WHAT YOU WILL DO: Write out the passage of the news story on Lincolnshire stroke services between "November 10, 2021" and "health bosses said.", inclusive.

DOCUMENT EXCERPT:
November 10, 2021 2.50 pm This story is over 28 months old

Stroke services “unattractive” to Lincolnshire staff as locums walk away from Boston

Councillors unconvinced move will be safe for East Coast

Boston hospital has not had an application for a stroke consultant in more than eight years and expensive but rare locum staff are walking away when asked to cover vacancies, Lincolnshire health bosses said.

Consultant Abdul Elmarimi told Lincolnshire County Council Health Scrutiny Committee that stroke staff were “like gold dust,” as he outlined reasons why the county’s stroke services were being rearranged to place Lincoln as a “centre of excellence”.

However, councillors raised fears that the East Coast would be left in a vulnerable position by the move.

Mr Elmarimi told councillors that nationally there were 676 stroke consultant posts, and 40% of them were vacant. He added that national reviews showed a further 226 positions were required.

“The attractiveness of the job isn’t there. There are people leaving to do other specialities,” he said.

“In real life it is very difficult to get these people, and even now on one site we are struggling to get the quality of people we want to look after our patients.”

EXTRACTED MATERIAL:
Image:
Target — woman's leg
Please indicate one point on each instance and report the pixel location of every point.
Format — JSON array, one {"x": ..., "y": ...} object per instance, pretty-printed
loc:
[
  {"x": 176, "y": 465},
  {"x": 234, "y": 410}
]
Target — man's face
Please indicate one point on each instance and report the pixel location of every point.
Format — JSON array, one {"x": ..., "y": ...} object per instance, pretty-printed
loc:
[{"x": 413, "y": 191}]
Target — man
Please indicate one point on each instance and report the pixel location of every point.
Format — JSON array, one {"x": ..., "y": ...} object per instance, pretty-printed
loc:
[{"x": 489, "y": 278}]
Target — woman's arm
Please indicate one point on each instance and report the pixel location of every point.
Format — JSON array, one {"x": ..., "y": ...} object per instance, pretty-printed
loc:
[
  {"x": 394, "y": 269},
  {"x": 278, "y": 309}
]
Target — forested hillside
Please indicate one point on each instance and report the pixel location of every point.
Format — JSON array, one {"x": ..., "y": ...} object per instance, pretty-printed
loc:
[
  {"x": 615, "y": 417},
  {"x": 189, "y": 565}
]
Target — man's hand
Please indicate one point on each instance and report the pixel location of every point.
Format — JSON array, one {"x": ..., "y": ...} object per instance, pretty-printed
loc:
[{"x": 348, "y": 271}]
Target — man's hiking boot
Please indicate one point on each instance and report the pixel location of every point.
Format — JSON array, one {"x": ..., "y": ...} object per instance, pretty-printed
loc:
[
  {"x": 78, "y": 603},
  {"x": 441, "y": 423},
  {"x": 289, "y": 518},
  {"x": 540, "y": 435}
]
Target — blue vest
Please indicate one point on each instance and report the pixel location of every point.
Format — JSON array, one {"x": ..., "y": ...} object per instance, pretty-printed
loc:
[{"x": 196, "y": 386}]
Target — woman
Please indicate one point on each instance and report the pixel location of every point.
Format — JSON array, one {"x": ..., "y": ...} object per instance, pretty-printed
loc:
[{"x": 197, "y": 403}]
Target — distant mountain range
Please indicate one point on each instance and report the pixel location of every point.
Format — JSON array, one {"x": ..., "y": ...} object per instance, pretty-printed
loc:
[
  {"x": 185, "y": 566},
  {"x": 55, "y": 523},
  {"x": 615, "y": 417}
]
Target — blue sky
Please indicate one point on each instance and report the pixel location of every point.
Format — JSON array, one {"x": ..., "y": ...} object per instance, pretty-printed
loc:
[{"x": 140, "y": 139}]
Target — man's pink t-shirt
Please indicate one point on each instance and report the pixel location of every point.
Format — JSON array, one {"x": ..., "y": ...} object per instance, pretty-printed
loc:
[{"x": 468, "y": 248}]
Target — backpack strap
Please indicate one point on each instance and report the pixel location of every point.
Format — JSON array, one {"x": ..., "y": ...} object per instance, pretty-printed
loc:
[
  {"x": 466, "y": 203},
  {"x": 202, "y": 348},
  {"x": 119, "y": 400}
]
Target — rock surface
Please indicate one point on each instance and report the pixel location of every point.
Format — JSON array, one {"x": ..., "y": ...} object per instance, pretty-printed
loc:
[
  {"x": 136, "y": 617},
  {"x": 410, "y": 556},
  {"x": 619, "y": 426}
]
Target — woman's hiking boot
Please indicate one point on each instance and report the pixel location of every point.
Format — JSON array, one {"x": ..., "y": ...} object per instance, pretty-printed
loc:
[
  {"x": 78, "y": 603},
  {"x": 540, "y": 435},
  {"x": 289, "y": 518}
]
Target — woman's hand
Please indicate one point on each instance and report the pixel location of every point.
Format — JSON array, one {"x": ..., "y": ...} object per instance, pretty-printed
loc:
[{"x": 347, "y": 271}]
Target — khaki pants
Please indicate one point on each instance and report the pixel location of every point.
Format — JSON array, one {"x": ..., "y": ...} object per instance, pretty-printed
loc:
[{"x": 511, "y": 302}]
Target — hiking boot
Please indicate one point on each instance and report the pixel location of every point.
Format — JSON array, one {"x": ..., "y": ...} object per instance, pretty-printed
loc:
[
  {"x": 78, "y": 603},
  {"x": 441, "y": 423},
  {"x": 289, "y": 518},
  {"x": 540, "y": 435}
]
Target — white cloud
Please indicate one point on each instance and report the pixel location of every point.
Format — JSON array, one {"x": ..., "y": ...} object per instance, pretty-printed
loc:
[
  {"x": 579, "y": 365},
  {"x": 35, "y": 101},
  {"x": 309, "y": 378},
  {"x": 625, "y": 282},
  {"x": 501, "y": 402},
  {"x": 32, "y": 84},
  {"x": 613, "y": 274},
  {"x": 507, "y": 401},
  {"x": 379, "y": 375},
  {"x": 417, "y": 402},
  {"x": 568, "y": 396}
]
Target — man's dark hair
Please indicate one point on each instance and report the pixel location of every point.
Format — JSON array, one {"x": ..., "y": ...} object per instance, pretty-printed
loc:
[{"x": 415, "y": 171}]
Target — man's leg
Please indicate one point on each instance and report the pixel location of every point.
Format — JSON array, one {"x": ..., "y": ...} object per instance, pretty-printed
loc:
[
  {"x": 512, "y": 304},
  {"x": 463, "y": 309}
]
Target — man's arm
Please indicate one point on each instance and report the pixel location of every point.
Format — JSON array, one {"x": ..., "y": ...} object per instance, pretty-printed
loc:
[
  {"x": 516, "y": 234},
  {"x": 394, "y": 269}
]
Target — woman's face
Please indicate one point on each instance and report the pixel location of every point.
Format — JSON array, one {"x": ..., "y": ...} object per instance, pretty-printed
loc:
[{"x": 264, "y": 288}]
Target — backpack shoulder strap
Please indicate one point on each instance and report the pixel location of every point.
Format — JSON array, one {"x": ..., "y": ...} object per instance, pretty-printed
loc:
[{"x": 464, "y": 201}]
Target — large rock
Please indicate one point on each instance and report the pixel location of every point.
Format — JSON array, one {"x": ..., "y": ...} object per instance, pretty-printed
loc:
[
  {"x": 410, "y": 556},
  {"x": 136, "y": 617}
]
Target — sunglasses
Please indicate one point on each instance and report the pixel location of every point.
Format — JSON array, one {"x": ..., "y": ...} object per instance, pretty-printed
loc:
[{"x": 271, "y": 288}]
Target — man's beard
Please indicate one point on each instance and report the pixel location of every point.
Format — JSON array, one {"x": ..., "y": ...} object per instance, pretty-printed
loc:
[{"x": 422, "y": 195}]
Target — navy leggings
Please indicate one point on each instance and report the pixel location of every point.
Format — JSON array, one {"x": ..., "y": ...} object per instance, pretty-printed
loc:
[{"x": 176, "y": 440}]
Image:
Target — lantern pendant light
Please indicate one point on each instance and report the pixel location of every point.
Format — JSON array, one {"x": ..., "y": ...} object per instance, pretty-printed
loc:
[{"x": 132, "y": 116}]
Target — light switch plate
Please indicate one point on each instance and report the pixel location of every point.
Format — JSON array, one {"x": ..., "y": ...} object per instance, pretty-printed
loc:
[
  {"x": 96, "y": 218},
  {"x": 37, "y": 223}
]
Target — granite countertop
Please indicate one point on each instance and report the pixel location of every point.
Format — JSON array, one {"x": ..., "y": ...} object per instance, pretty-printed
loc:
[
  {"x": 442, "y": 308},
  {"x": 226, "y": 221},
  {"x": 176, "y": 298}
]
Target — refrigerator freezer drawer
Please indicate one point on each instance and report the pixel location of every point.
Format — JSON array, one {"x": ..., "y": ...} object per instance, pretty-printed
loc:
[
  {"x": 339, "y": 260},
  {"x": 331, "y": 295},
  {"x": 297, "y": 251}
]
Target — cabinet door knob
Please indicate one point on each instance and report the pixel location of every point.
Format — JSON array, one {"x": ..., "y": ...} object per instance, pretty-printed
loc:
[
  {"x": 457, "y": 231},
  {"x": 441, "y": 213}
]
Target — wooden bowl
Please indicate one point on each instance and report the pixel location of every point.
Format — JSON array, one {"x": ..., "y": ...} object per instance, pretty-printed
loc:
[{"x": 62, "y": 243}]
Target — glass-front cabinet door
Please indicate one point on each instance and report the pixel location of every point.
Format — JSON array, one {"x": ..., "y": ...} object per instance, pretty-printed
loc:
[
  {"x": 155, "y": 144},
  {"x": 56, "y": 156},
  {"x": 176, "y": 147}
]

YOUR SOLUTION:
November 10, 2021 2.50 pm This story is over 28 months old

Stroke services “unattractive” to Lincolnshire staff as locums walk away from Boston

Councillors unconvinced move will be safe for East Coast

Boston hospital has not had an application for a stroke consultant in more than eight years and expensive but rare locum staff are walking away when asked to cover vacancies, Lincolnshire health bosses said.